#### Given instruction:
Please copy out the excerpt below on ECLAC's report about employment quality in Latin America and the Caribbean in full, word for word.

***** Text excerpt *****

Published:Wednesday | August 21, 2019 | 12:05 AM

The Economic Commission for Latin America and the Caribbean, ECLAC, has reported a deterioration in the average quality of employment in the region in 2018, a situation it expects will worsen during the course of this year.

The regional UN agency also found that the informal sector was the main source of new jobs, which tend to be characterised by low and unstable incomes as well as precarious employment conditions and social protections.

“Therefore, the stability of the unemployment rate hides the fact that many households must generate labour income to meet their subsistence needs without having access to good-quality jobs,” said ECLAC in its 2019 economic survey of Latin America and the Caribbean released this month.

The unemployment rate in Jamaica decreased to 7.8 per cent in the second quarter of 2019 from eight per cent in the first quarter, according to data released by the Statistical Institute of Jamaica.

ECLAC said real average wages for registered employment have remained stable. That, together with weak job creation and the deterioration in the average quality of employment, helps to explain households’ anaemic purchasing power and consumption that has characterised domestic demand since the beginning of the year.

Against the backdrop of low economic growth in the region, it added, the average quality of employment is expected to deteriorate further over the course of the year.

***** Data section *****

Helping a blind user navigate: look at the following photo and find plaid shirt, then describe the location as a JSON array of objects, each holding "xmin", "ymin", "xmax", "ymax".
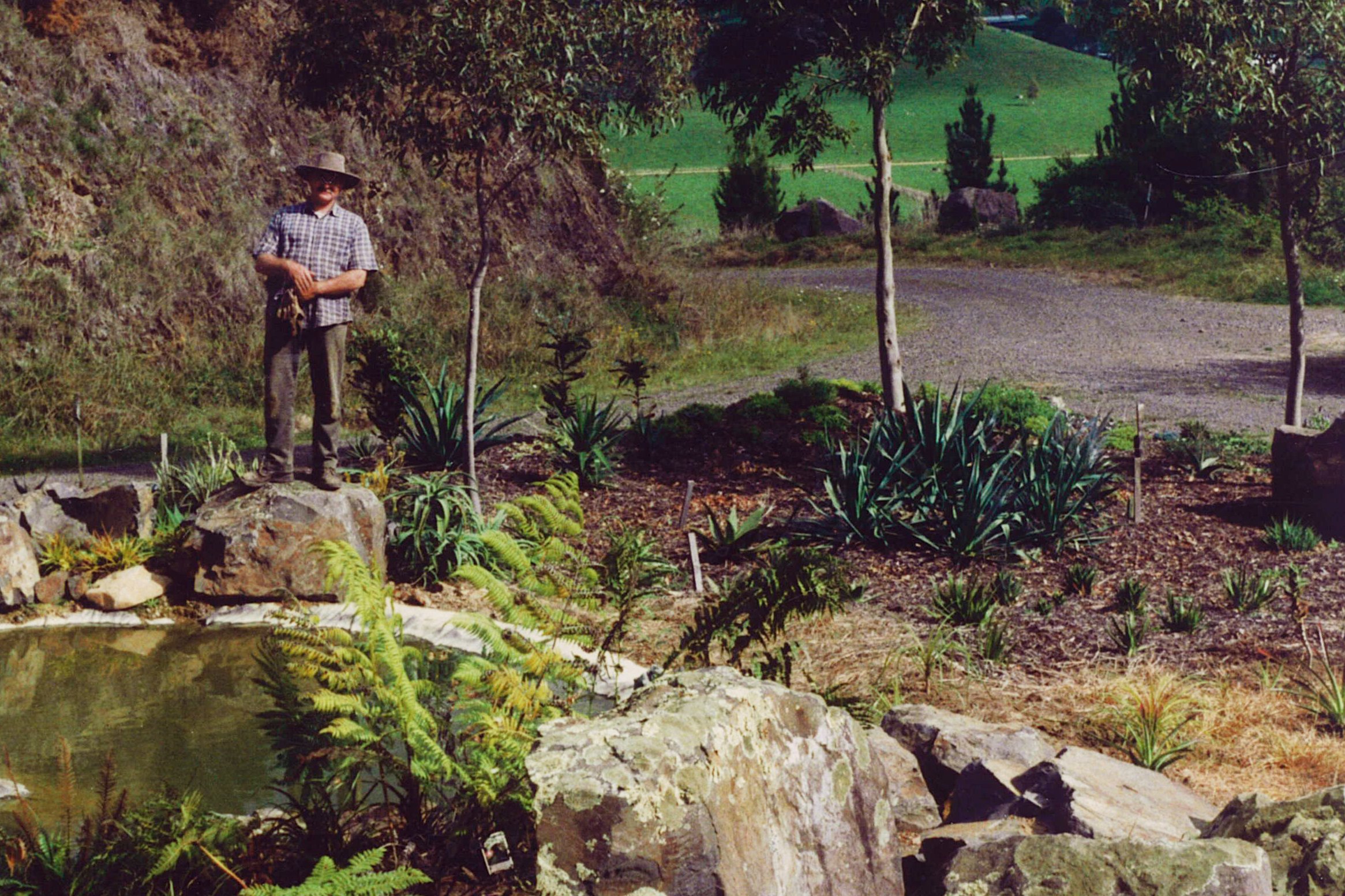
[{"xmin": 253, "ymin": 202, "xmax": 378, "ymax": 327}]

*****

#### Written answer:
Published:Wednesday | August 21, 2019 | 12:05 AM

The Economic Commission for Latin America and the Caribbean, ECLAC, has reported a deterioration in the average quality of employment in the region in 2018, a situation it expects will worsen during the course of this year.

The regional UN agency also found that the informal sector was the main source of new jobs, which tend to be characterised by low and unstable incomes as well as precarious employment conditions and social protections.

“Therefore, the stability of the unemployment rate hides the fact that many households must generate labour income to meet their subsistence needs without having access to good-quality jobs,” said ECLAC in its 2019 economic survey of Latin America and the Caribbean released this month.

The unemployment rate in Jamaica decreased to 7.8 per cent in the second quarter of 2019 from eight per cent in the first quarter, according to data released by the Statistical Institute of Jamaica.

ECLAC said real average wages for registered employment have remained stable. That, together with weak job creation and the deterioration in the average quality of employment, helps to explain households’ anaemic purchasing power and consumption that has characterised domestic demand since the beginning of the year.

Against the backdrop of low economic growth in the region, it added, the average quality of employment is expected to deteriorate further over the course of the year.